» **TAREFAS OBRIGATÓRIAS**:
1. Extraia do trecho selecionado, sem qualquer alteração, a parte que começa em "A apresentação, que" e termina em "Stálin na Ucrânia.".
2. Segundo o trecho selecionado, com qual livro Anne Applebaum venceu o Pulitzer em 2004?

» **TRECHO SELECIONADO**:
A escritora e jornalista norte-americana Anne Applebaum foi a terceira conferencista a participar da 15ª temporada do Fronteiras do Pensamento, que tem como tema a Era da Reconexão. Acompanhada pelo mediador, o jornalista Leandro Narloch, ela abordou, na noite desta quarta-feira (29), os fatores que ameaçam as democracias liberais.
A apresentação, que ocorreu em formato virtual, ganhou o nome de seu livro mais recente: O Crepúsculo da Democracia. Publicada em 2020, a obra que aborda tendências antidemocráticas observadas em diferentes países e o crescimento do radicalismo e do nacionalismo.
Applebaum foi vencedora do Pulitzer em 2004 pelo livro Gulag: Uma História, em que apresenta uma investigação dos campos de concentração da antiga União Soviética. Também é autora das obras Cortina de Ferro: O Esfacelamento do Leste Europeu 1944-1956, A Fome Vermelha: A Guerra de Stálin na Ucrânia.
Frágil democracia
— O que eu acredito que aconteceu ao longo dos últimos 50 anos, principalmente por causa do relativo sucesso da democracia norte-americana, por causa da prosperidade dos EUA e de sua influência no mundo, foi que começamos a ter essa ideia de que a democracia é uma bagunça, mas é inevitável, não pode acabar. O erro foi esse, imaginarmos que duraria para sempre — afirma Anne.
A historiadora reconhece que a democracia é imperfeita e sempre teve crises, mas acredita que ela está em perigo neste momento por uma série de fatores que se combinara, tais como a crise democrática nos Estados Unidos —, insuflada pelo ex-presidente Donald Trump —, a perda do interesse do país em desempenhar um papel importante no mundo, a ascensão de regimes autocrático, os avanços tecnológicos e a deterioração dos diálogos civilizados. Anne acredita que está em curso um eclipse do sistema político democrático liberal como conhecemos e de suas instituições.
— Medos com relação à saúde da democracia liberal não são novidade. Mesmo os criadores da Constituição dos Estados Unidos, no século 18, sempre souberam que a democracia era frágil. No século 20, vimos a democracia falhar muitas vezes: na Alemanha em 1930, na França e na Bélgica após invasão alemã, na Espanha após sua guerra civil e, é claro, a democracia falhou no Brasil em 1964 e em outros locais da América do Sul e da África. Mesmo assim, na minha vida adulta eu não consigo lembrar de um momento tão dramático como esse. Estamos mais perto que nunca do fim da aliança ocidental e provavelmente da ordem democrática liberal mundial como a conhecemos — afirma Anne.
Ela traz como exemplo de ameaça à democracia o que ocorreu nos EUA nos últimos cinco anos, com a eleição de Donald Trump. O líder norte-americano frequentemente se pronuncia contra as regras democráticas e seu discurso motivou uma invasão ao congresso, em Washington, em janeiro deste ano, quando manifestantes tentaram impedir que a casa reconhecesse seu próximo presidente.

» **SEÇÃO DE DADOS**:
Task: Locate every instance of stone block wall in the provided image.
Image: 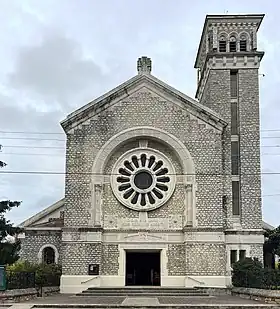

» **RESPOSTAS POR TAREFA**:
1.
A apresentação, que ocorreu em formato virtual, ganhou o nome de seu livro mais recente: O Crepúsculo da Democracia. Publicada em 2020, a obra que aborda tendências antidemocráticas observadas em diferentes países e o crescimento do radicalismo e do nacionalismo.
Applebaum foi vencedora do Pulitzer em 2004 pelo livro Gulag: Uma História, em que apresenta uma investigação dos campos de concentração da antiga União Soviética. Também é autora das obras Cortina de Ferro: O Esfacelamento do Leste Europeu 1944-1956, A Fome Vermelha: A Guerra de Stálin na Ucrânia.

2. Gulag: Uma História.